*Text segment*
━━━

In this way, we get rid of dax_recovery_write() interface as well as the
dm dance.

What do you think?

Dan, could you also chime in ?

>
>> /* see "strong" declaration in tools/testing/nvdimm/pmem-dax.c */
>> __weak long __pmem_direct_access(struct pmem_device *pmem, pgoff_t pgoff,
>> - long nr_pages, void **kaddr, pfn_t *pfn)
>> + long nr_pages, int flags, void **kaddr, pfn_t *pfn)
>> {
>> resource_size_t offset = PFN_PHYS(pgoff) + pmem->data_offset;
>> + sector_t sector = PFN_PHYS(pgoff) >> SECTOR_SHIFT;
>> + unsigned int num = PFN_PHYS(nr_pages) >> SECTOR_SHIFT;
>> + struct badblocks *bb = &pmem->bb;
>> + sector_t first_bad;
>> + int num_bad;
>> + bool bad_in_range;
>> + long actual_nr;
>> +
>> + if (!bb->count)
>> + bad_in_range = false;
>> + else
>> + bad_in_range = !!badblocks_check(bb, sector, num, &first_bad, &num_bad);
>>
>> - if (unlikely(is_bad_pmem(&pmem->bb, PFN_PHYS(pgoff) / 512,
>> - PFN_PHYS(nr_pages))))
>> + if (bad_in_range && !(flags & DAX_RECOVERY))
>> return -EIO;
>
> The use of bad_in_range here seems a litle convoluted. See the attached
> patch on how I would structure the function to avoid the variable and
> have the reocvery code in a self-contained chunk.

Much better, will use your version, thanks!

>
>> - map_len = dax_direct_access(dax_dev, pgoff, PHYS_PFN(size),
>> - &kaddr, NULL);
>> + nrpg = PHYS_PFN(size);
>> + map_len = dax_direct_access(dax_dev, pgoff, nrpg, 0, &kaddr, NULL);
>
> Overly long line here.

Okay, will run the checkpatch.pl test again.

thanks!
-jane

2022-04-06 20:52:52

by Jane Chu

[permalink] [raw]
Subject: Re: [PATCH v7 4/6] dax: add DAX_RECOVERY flag and .recovery_write dev_pgmap_ops

Resend, not sure it didn't go through.

On 4/6/2022 10:32 AM, Jane Chu wrote:
> On 4/5/2022 10:19 PM, Christoph Hellwig wrote:
>> On Tue, Apr 05, 2022 at 01:47:45PM -0600, Jane Chu wrote:
>>> Introduce DAX_RECOVERY flag to dax_direct_access(). The flag is
>>> not set by default in dax_direct_access() such that the helper
>>> does not translate a pmem range to kernel virtual address if the
>>> range contains uncorrectable errors.  When the flag is set,
>>> the helper ignores the UEs and return kernel virtual adderss so
>>> that the caller may get on with data recovery via write.

━━━

*Stored rows*
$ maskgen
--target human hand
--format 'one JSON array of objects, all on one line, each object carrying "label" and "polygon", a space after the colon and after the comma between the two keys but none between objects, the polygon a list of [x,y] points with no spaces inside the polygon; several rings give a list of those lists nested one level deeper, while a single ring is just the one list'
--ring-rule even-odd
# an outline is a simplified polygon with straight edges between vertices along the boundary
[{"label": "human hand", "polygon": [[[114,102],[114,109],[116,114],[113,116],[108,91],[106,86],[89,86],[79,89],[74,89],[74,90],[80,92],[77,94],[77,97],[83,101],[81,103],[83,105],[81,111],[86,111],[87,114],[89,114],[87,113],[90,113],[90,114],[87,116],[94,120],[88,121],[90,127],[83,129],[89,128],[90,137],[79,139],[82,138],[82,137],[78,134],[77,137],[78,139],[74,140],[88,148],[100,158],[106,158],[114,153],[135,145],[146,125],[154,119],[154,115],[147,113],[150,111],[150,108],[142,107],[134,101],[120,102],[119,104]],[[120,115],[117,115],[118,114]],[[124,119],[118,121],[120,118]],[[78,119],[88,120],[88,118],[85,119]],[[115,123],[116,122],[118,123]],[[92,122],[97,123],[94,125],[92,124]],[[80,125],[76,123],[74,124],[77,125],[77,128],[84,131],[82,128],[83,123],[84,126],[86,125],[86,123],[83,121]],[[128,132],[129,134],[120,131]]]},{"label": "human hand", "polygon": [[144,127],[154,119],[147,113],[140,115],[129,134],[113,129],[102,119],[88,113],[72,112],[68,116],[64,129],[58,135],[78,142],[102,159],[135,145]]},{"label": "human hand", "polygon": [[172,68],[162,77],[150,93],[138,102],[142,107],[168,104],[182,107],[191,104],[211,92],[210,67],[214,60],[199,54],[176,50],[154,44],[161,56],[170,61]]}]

━━━

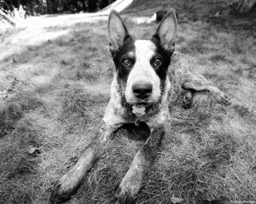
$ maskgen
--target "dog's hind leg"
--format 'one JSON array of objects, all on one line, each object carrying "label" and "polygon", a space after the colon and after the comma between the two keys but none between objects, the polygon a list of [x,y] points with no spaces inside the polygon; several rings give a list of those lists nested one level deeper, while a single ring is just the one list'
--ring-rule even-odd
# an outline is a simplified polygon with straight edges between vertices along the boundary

━━━

*Task description*
In the patch discussion, why does dax_direct_access() ignore uncorrectable errors and return a kernel virtual address when the DAX_RECOVERY flag is set?

*Solution for this exercise*
When DAX_RECOVERY is set, the helper ignores the uncorrectable errors and returns a kernel virtual address so that the caller can go on with data recovery via write. Without the flag, which is the default, the helper does not translate a pmem range that contains uncorrectable errors.